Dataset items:
----------

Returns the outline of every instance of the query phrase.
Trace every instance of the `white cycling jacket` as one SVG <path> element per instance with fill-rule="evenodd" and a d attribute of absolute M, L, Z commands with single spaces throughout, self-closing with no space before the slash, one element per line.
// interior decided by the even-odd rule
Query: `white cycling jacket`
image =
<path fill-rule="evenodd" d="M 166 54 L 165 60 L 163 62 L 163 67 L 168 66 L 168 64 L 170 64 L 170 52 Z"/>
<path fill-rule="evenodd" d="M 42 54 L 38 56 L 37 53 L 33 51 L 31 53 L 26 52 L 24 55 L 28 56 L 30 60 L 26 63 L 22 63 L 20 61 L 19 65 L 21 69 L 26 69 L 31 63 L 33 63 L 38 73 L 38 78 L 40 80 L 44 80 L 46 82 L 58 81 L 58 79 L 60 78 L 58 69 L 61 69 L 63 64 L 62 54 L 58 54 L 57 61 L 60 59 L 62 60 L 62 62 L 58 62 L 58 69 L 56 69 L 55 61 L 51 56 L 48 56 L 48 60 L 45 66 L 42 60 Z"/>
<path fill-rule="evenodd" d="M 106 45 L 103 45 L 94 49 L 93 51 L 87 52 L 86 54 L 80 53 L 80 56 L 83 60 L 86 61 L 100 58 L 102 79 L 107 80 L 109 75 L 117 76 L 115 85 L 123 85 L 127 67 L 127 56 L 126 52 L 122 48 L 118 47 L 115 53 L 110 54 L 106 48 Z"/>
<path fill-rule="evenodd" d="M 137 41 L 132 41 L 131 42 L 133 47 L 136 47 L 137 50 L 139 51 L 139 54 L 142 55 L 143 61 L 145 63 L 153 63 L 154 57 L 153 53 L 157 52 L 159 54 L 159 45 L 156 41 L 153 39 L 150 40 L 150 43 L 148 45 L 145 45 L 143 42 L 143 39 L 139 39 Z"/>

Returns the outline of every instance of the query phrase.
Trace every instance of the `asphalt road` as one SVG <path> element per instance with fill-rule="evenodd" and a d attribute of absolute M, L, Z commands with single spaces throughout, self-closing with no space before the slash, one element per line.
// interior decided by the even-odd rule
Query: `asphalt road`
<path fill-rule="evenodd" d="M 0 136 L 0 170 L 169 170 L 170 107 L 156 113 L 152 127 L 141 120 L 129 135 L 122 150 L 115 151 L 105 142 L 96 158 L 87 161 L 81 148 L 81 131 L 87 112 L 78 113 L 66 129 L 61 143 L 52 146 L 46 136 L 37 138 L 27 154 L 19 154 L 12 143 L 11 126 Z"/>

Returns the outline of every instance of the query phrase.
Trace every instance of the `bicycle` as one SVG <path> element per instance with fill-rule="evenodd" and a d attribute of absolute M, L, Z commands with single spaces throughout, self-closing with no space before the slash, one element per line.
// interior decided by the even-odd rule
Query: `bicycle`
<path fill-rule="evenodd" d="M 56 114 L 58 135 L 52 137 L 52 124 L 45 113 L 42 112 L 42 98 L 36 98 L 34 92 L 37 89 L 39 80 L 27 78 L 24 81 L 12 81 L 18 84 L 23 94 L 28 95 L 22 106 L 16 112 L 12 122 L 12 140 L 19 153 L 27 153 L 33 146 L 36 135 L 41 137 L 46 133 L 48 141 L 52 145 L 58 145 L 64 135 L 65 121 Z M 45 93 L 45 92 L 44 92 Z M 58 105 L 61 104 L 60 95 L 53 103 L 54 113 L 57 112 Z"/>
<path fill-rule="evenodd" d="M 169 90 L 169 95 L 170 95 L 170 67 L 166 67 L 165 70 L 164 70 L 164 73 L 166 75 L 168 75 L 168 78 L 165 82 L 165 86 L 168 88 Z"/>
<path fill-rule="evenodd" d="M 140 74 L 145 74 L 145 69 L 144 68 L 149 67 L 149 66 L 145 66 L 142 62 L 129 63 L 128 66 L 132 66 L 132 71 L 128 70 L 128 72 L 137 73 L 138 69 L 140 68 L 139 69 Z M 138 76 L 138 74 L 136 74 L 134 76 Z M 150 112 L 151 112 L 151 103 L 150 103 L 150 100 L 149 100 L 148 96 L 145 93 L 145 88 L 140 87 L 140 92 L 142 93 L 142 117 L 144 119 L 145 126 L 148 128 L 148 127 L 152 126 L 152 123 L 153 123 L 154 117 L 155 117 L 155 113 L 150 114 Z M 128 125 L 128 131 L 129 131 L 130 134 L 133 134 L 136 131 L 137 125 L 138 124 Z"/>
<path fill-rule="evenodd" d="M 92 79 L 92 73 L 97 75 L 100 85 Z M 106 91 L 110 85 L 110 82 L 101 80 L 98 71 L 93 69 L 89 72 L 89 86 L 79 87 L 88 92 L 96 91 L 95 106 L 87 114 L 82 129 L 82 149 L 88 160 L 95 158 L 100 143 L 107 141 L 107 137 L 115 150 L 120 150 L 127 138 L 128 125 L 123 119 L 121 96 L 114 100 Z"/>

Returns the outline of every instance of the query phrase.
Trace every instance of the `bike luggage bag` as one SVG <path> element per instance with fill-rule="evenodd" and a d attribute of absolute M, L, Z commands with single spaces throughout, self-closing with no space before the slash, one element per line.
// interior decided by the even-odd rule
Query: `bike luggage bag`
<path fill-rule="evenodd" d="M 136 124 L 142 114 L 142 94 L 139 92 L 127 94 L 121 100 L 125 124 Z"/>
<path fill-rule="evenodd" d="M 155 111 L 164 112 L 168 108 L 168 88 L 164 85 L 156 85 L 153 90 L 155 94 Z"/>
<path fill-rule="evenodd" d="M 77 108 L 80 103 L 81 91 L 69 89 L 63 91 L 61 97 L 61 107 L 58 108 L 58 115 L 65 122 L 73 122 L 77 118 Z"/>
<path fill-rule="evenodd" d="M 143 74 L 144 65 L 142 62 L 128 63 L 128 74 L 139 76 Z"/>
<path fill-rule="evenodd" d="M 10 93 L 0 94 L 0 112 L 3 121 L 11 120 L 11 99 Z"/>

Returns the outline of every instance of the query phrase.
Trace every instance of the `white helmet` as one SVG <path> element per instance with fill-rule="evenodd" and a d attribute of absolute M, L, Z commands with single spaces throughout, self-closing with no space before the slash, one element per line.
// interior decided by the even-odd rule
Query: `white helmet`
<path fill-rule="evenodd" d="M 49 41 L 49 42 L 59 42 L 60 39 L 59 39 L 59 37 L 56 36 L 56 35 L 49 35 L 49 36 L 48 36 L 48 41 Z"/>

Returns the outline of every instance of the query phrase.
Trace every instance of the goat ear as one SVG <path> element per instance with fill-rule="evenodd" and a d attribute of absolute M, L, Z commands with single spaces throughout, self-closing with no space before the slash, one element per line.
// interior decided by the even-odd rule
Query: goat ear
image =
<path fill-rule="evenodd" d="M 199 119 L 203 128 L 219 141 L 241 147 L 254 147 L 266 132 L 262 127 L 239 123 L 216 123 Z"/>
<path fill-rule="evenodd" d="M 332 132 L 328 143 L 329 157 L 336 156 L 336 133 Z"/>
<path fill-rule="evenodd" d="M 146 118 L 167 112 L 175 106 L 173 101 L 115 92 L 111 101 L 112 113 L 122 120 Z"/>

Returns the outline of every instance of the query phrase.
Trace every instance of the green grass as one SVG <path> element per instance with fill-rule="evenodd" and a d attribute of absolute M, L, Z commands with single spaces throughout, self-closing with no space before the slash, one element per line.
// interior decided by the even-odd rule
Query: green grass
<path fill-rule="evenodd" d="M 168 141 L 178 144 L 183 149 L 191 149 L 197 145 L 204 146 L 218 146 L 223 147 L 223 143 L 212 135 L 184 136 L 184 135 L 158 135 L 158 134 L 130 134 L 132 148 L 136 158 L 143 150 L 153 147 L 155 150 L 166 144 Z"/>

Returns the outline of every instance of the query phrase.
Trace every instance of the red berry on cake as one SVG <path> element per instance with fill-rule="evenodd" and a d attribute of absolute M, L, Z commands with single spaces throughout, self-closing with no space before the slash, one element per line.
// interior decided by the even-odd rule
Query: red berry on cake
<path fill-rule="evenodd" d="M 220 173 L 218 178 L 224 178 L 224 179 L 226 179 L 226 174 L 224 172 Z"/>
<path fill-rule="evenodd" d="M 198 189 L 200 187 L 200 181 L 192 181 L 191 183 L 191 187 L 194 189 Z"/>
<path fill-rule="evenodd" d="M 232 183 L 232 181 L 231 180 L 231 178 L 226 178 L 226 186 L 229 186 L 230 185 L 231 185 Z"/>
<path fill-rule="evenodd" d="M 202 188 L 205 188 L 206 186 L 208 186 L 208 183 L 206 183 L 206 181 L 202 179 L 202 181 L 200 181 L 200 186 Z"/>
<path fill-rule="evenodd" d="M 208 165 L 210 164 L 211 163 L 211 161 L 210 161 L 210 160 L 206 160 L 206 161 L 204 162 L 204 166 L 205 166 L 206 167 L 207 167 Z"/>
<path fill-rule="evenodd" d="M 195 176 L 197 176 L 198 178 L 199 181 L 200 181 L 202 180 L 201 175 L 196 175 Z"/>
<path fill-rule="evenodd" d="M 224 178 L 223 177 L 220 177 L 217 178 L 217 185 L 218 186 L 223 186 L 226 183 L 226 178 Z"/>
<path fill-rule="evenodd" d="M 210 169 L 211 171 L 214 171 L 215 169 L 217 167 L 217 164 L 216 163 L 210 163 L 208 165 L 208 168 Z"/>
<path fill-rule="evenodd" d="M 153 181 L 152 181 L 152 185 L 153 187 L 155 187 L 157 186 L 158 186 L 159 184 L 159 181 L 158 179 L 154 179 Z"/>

----------

→ **Job**
Locate every line above that contains the string "berry" and copy each of those lines.

→ **Expected output**
Trace every instance of the red berry on cake as one SVG <path> element per instance with fill-rule="evenodd" and a d attribute of absolute M, L, Z commands with single spaces throughout, self-closing with no space before the slash, one element per line.
Query: red berry on cake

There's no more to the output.